● What you have to do: Repeat the records below word for word, but start at the line that contains "TARGET = horizontal stabilizer", stop after the last line, and include nothing else.

Recorded data
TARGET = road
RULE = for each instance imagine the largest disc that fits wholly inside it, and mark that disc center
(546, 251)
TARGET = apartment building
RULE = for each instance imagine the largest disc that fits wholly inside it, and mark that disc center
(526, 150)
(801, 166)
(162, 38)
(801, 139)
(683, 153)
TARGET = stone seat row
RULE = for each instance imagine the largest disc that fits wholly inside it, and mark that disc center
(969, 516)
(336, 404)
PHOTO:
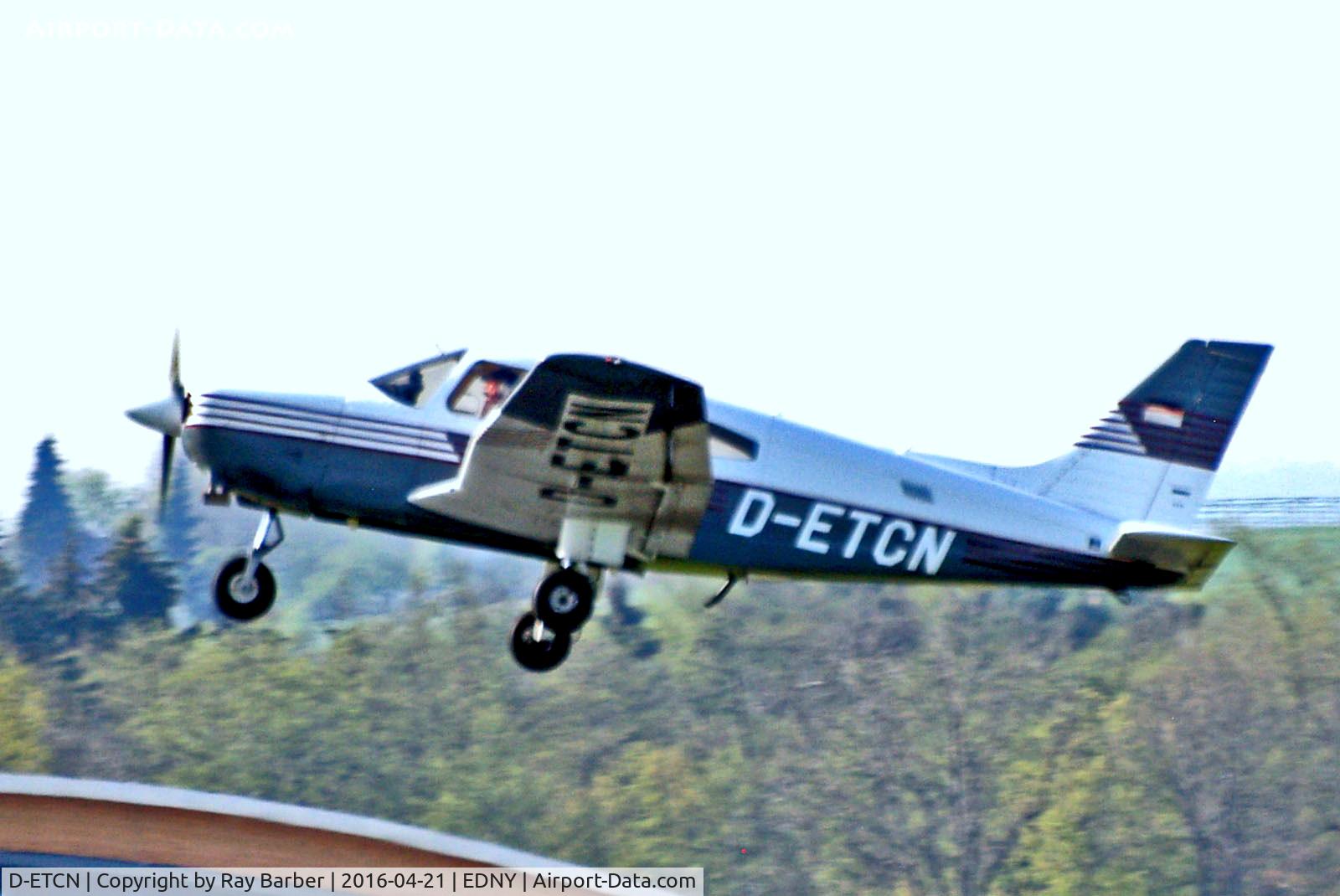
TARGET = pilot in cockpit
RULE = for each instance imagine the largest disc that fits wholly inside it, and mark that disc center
(497, 386)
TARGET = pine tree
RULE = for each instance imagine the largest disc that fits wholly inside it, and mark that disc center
(134, 579)
(47, 523)
(17, 621)
(73, 610)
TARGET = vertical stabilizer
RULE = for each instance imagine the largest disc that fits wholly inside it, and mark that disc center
(1152, 457)
(1156, 454)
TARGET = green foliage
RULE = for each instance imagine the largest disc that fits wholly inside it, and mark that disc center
(23, 719)
(848, 739)
(134, 579)
(47, 523)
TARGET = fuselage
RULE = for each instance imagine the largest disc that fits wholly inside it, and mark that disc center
(787, 500)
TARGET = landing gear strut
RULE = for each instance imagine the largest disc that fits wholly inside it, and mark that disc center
(563, 603)
(245, 587)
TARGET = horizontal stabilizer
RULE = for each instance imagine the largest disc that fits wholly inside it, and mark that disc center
(1196, 556)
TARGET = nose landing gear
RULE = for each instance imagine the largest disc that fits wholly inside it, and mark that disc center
(245, 587)
(563, 603)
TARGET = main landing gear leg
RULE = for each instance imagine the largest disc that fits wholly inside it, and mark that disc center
(245, 587)
(563, 603)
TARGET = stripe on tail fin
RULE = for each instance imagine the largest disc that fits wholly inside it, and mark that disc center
(1186, 411)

● In response:
TARGET = horizontal stabilizer
RULE = for each instance imagine the largest disc that fits wholly inside it, and mark that disc center
(1196, 556)
TARGET = nose landing gear
RULE = for each instance imagine the largest disc that fits wholly inside it, and mark that disc center
(245, 587)
(563, 603)
TARGET = main landing gear leg
RULE = for each instance imagine the largest disc that fits wholly inside it, and mark that disc center
(245, 587)
(563, 603)
TARGET = stripe on tail fin
RULE = for each instance imagine the largest disc that fits wholly inside it, and mark that disc center
(1186, 411)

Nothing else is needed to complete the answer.